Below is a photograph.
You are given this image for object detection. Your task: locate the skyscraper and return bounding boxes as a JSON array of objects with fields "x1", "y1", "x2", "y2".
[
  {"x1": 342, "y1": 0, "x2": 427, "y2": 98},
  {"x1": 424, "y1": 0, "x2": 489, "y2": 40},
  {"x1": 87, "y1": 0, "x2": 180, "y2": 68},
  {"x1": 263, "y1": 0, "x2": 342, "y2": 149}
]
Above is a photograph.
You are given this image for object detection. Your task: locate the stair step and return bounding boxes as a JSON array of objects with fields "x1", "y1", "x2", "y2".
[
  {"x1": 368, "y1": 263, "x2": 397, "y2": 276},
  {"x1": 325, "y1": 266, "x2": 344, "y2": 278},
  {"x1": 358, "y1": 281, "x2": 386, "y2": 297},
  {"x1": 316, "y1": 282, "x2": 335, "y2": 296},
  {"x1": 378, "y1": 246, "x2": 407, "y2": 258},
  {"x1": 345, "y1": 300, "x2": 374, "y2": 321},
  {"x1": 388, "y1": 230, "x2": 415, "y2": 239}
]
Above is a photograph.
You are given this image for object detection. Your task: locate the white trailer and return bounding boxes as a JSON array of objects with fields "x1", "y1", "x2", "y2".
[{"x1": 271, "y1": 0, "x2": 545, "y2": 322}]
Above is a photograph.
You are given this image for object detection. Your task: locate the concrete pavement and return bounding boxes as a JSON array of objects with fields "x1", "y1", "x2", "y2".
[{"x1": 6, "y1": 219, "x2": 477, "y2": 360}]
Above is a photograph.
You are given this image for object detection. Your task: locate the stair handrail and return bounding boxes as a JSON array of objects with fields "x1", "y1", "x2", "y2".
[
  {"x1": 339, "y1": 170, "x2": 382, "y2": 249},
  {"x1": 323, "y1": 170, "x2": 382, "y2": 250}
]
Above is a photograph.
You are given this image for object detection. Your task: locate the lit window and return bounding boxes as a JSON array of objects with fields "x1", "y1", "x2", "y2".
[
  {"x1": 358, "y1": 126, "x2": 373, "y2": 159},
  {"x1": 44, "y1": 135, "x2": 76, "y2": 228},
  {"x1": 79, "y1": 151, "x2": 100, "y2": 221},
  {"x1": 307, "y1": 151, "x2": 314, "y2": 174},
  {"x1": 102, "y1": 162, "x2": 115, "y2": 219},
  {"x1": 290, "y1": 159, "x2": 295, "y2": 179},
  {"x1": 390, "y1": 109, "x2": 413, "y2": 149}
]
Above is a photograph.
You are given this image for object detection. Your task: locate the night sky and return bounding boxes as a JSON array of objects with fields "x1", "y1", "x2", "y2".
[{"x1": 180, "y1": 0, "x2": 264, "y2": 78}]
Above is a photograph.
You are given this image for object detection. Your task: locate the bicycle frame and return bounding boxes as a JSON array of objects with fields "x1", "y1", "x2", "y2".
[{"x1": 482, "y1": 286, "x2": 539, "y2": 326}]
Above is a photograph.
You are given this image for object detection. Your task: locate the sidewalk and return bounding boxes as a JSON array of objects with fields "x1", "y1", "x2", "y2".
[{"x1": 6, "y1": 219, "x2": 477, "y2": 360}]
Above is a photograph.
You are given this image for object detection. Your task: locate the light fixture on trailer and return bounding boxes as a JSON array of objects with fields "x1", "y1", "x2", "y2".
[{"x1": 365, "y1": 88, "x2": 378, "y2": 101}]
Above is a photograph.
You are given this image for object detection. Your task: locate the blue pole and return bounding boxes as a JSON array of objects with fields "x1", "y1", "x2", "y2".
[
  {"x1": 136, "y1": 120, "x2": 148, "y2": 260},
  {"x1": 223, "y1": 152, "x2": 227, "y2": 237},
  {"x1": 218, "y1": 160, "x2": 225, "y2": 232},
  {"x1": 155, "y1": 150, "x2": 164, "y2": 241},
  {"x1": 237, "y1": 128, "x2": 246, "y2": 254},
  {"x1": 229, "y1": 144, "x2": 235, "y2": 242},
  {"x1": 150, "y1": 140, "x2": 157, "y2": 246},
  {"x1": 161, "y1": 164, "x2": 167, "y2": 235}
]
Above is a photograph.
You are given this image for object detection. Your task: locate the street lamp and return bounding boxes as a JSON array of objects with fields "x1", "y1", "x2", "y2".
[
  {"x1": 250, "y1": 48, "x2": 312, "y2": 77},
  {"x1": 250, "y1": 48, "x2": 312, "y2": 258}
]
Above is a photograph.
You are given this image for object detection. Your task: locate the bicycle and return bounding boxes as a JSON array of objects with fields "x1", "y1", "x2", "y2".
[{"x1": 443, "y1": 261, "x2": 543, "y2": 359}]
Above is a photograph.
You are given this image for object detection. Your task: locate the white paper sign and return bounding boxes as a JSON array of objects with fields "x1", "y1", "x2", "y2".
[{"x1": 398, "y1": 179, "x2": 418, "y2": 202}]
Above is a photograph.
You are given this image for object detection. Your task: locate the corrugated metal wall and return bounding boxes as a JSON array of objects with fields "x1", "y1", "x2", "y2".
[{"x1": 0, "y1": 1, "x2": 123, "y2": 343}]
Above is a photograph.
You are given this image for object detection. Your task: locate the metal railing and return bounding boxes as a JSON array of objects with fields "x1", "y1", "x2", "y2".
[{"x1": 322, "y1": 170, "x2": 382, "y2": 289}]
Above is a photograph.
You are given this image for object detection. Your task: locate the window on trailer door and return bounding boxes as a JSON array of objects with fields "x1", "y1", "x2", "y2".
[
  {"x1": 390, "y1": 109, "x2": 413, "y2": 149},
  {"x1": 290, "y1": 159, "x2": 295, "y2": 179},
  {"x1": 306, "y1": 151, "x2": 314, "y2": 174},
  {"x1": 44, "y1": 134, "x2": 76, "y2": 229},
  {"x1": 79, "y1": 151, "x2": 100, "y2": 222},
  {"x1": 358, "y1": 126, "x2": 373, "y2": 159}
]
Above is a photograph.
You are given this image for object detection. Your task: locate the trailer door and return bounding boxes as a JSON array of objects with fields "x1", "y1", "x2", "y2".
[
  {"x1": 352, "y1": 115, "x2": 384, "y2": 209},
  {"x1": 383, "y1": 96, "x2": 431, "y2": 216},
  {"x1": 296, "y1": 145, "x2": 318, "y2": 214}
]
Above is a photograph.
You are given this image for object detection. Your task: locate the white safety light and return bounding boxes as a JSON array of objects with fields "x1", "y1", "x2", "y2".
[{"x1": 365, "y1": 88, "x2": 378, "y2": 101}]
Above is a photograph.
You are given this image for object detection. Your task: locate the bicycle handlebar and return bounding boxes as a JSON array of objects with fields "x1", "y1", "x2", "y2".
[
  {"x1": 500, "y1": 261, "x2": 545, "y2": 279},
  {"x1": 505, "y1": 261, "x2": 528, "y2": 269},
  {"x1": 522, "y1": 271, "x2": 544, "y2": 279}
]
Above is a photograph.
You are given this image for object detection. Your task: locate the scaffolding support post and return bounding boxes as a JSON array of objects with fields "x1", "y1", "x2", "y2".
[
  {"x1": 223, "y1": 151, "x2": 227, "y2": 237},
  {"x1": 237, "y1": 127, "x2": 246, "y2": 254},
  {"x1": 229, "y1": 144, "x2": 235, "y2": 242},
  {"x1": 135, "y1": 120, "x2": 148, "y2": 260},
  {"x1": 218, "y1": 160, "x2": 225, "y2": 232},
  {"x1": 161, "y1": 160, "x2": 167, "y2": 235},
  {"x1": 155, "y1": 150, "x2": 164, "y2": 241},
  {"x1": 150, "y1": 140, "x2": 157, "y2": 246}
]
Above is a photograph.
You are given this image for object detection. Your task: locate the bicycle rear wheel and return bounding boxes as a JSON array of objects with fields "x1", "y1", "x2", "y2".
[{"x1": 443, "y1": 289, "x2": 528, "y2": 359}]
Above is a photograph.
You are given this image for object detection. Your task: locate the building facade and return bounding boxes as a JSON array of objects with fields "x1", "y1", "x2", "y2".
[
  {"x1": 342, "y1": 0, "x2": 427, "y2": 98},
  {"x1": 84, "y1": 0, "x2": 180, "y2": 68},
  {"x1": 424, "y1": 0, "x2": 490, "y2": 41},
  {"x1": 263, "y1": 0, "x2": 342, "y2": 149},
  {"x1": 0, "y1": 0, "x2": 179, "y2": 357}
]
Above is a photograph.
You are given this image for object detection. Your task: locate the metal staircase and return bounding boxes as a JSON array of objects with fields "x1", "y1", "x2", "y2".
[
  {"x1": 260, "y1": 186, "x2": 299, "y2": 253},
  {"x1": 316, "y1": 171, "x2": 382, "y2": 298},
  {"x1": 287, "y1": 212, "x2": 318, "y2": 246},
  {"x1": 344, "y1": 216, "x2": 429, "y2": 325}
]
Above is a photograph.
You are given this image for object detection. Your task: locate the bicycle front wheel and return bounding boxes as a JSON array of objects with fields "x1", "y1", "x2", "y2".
--- --- ---
Tel de regels in de lijst hierboven waarin het woord "pole" voorkomt. Noem alleen het aantal.

* **ANTWOORD**:
1